Requirements:
A - Using the passage on vectors below, decide whether each statement agrees with it: (i) in ML, row vectors are the usual working convention; (ii) two vectors of the same size are added by adding their corresponding components; (iii) the passage compares a vector to a GPS coordinate. Answer yes or no for each, quoting the words of the passage that decide it.
B - In the passage on vectors below, where does the resultant go under the tip-to-tail rule for vector addition?

Source extract:
==============================

A vector is an ordered list of numbers that represents both magnitude and direction. Think of it as an arrow pointing to a location in space.

DfVector

A vector is an ordered tuple of numbers that represents a point or direction in space. A vector in n-dimensional space is written as:

Vector Notation

\vec{v} = \begin{bmatrix} v_1 \\ v_2 \\ \vdots \\ v_n \end{bmatrix} \in \mathbb{R}^n

Here,

$\vec{v}$ =The vector (an ordered list of numbers)
$v_1, v_2, \ldots, v_n$ =Individual components of the vector
$\mathbb{R}^n$ =n-dimensional real coordinate space

Real-World Analogy: A vector is like a GPS coordinate — it tells you exactly where something is. [3, 4] means 3 steps east, 4 steps north.

Types of Vectors

Type	Description	Example	Dimension
2D Vector	Two components (x, y)	`[3, 4]`	2
3D Vector	Three components (x, y, z)	`[1, 2, 3]`	3
nD Vector	n components	`[v₁, v₂, ..., vₙ]`	n
Row Vector	Written horizontally	`[1, 2, 3]`	1×n
Column Vector	Written vertically	`[1; 2; 3]`	n×1

⚠️ Convention

In ML, we typically work with column vectors (n×1 matrices). When someone says "vector" without qualification, they usually mean column vector.

Vector Operations

Vector Addition

Two vectors of the same size can be added by adding their corresponding components.

Vector Addition

\vec{u} + \vec{v} = \begin{bmatrix} u_1 + v_1 \\ u_2 + v_2 \\ \vdots \\ u_n + v_n \end{bmatrix}

Here,

$\vec{u}, \vec{v}$ =Two vectors of the same dimension
$\vec{u} + \vec{v}$ =Resultant vector with summed components

📝Example: Vector Addition

If $\vec{u} = \begin{bmatrix} 1 \\ 2 \end{bmatrix}$ and $\vec{v} = \begin{bmatrix} 3 \\ 4 \end{bmatrix}$ , then:

\vec{u} + \vec{v} = \begin{bmatrix} 1 + 3 \\ 2 + 4 \end{bmatrix} = \begin{bmatrix} 4 \\ 6 \end{bmatrix}

Geometric Interpretation: Vector addition follows the "tip-to-tail" rule — place the tail of one vector at the tip of the other. The resultant goes from the starting point to the final tip.

==============================

Given material:
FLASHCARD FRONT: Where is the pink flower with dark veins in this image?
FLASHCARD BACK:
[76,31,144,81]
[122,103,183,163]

==============================

Answers to the tasks:
A -
(i) No: "In ML, we typically work with column vectors (n×1 matrices)."
(ii) Yes: "Two vectors of the same size can be added by adding their corresponding components."
(iii) Yes: "A vector is like a GPS coordinate — it tells you exactly where something is."

B - The resultant goes from the starting point to the final tip.